§ What this exercise asks:
**A)** Please output the passage on EU political groups and Ukraine word for word, from "All majority groups, as" up to and including "yesterday’s summit conclusions.".
**B)** In the passage on EU political groups and Ukraine, who withdrew from yesterday's summit conclusions?
**C)** Continue the passage on EU political groups and Ukraine, picking up after its final sentence.

§ Extracted text:
+ + + + + + +

All majority groups, as well as the Greens and ECR, are convinced of the need to continue to provide the former Soviet republic with the help it needs to cope with Moscow’s pressure, including the use of extra-profits generated by frozen Russian assets. From Renew comes the suggestion to equip Ukraine with a made-in-Europe satellite system capable of compensating for a possible “shutdown” of Starlink, Elon Musk‘s satellite network, after Donald Trump has already suspended intelligence sharing with Kyiv. The Greens point out the risks of letting the unanimity rule make the EU a hostage to “Kremlin apologists” such as Hungarian Prime Minister Viktor Orbán who withdrew from yesterday’s summit conclusions.
Patriots and the Left maintain greater ambiguity on the issue, following the calls for a “just and lasting” peace—whatever this abstract formula may actually mean—but remain more reserved on sending war materiel to Kyiv, not to mention the option of dispatching European peace-keepers (although, it must be said, this idea splits all political forces across the board). For PfE nationalists, the priority must be the cessation of hostilities, and Europe should support (rather than criticize) the “diplomatic efforts” of the star-studded administration, which is negotiating with Russia behind the backs of Ukrainians and Western allies.

+ + + + + + +

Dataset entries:

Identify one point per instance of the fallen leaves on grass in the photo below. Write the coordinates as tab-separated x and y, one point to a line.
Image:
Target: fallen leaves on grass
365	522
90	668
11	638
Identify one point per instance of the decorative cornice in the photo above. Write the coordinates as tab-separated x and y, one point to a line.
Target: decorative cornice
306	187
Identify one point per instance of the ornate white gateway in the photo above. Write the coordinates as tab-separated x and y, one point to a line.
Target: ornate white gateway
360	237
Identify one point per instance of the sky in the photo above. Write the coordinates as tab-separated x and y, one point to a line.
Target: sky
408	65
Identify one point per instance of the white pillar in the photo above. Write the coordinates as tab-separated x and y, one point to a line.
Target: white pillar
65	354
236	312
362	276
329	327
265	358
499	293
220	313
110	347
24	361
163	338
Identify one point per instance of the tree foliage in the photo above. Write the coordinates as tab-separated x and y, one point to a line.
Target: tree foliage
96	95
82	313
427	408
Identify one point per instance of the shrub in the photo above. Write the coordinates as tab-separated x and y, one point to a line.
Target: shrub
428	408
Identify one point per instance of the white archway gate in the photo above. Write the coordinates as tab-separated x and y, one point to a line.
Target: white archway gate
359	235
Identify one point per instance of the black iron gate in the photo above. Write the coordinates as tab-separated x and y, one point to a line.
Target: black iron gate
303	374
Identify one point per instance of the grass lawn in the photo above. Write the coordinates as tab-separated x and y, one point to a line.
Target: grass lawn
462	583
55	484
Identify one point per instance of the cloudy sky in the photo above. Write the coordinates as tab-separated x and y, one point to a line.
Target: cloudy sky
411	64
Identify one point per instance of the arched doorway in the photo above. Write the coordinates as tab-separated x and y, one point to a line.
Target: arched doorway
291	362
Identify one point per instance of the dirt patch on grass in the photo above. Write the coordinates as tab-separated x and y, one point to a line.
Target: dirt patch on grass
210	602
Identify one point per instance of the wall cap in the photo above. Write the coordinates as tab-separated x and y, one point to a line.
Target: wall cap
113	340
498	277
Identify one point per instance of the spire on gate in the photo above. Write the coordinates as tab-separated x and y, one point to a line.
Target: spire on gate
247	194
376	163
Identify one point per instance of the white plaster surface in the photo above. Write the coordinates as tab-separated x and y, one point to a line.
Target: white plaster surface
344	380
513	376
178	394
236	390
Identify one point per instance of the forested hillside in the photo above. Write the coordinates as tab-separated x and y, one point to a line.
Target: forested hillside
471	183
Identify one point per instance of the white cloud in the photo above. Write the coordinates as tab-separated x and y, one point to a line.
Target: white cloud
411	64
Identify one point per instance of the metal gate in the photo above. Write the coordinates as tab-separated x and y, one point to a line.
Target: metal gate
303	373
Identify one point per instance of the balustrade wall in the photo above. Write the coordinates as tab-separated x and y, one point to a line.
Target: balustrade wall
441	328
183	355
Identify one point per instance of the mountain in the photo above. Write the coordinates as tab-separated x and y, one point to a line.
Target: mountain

+ + + + + + +

§ Responses in order:
**A)**
All majority groups, as well as the Greens and ECR, are convinced of the need to continue to provide the former Soviet republic with the help it needs to cope with Moscow’s pressure, including the use of extra-profits generated by frozen Russian assets. From Renew comes the suggestion to equip Ukraine with a made-in-Europe satellite system capable of compensating for a possible “shutdown” of Starlink, Elon Musk‘s satellite network, after Donald Trump has already suspended intelligence sharing with Kyiv. The Greens point out the risks of letting the unanimity rule make the EU a hostage to “Kremlin apologists” such as Hungarian Prime Minister Viktor Orbán who withdrew from yesterday’s summit conclusions.

**B)** Hungarian Prime Minister Viktor Orbán.

**C)**
The other hot topics
Strasbourg will also be talking about something else. On Tuesday afternoon, the Commission will present in Strasbourg its legislative proposal on repatriation of irregular migrants, that is, on the expulsion from the territory of the Union of people who have been refused international protection and thus refugee status. The regulations that the EU executive will propose are not expected to contain references to the controversial non-EU “return centres”, a particularly sensitive issue from a legal point of view and highly controversial from a political one.
The EPP insists on the need for a crackdown on irregular immigration since, says the spokesman, only one-fifth of migrants whose asylum claims are not accepted actually leave the EU. This is a traditional battlehorse of the radical right, which indeed agrees: “Irregular immigration must be tackled with concrete action” is the message of the Patriots, who call for “an effective repatriation policy.”
The Parliament will also discuss the Commission’s plan to revive the ailing automotive industry throughout Europe. The Populars are calling for the government not to stifle the industry with excessive regulation and to let automakers decide how to meet emission reduction targets (which must stand), a demand generally shared by all parliamentary groups right of center.

For the ECR, the Brussels plan is only a start but lacks ambition because it does not free the sector’s productive forces from the bureaucratic fetters in which it has forced them in recent years. Finally, from the Patriots, they call for suspending “the attack on auto manufacturers” and removing sanctions against them, as well as ensuring the supply of strategic resources without becoming dependent on China.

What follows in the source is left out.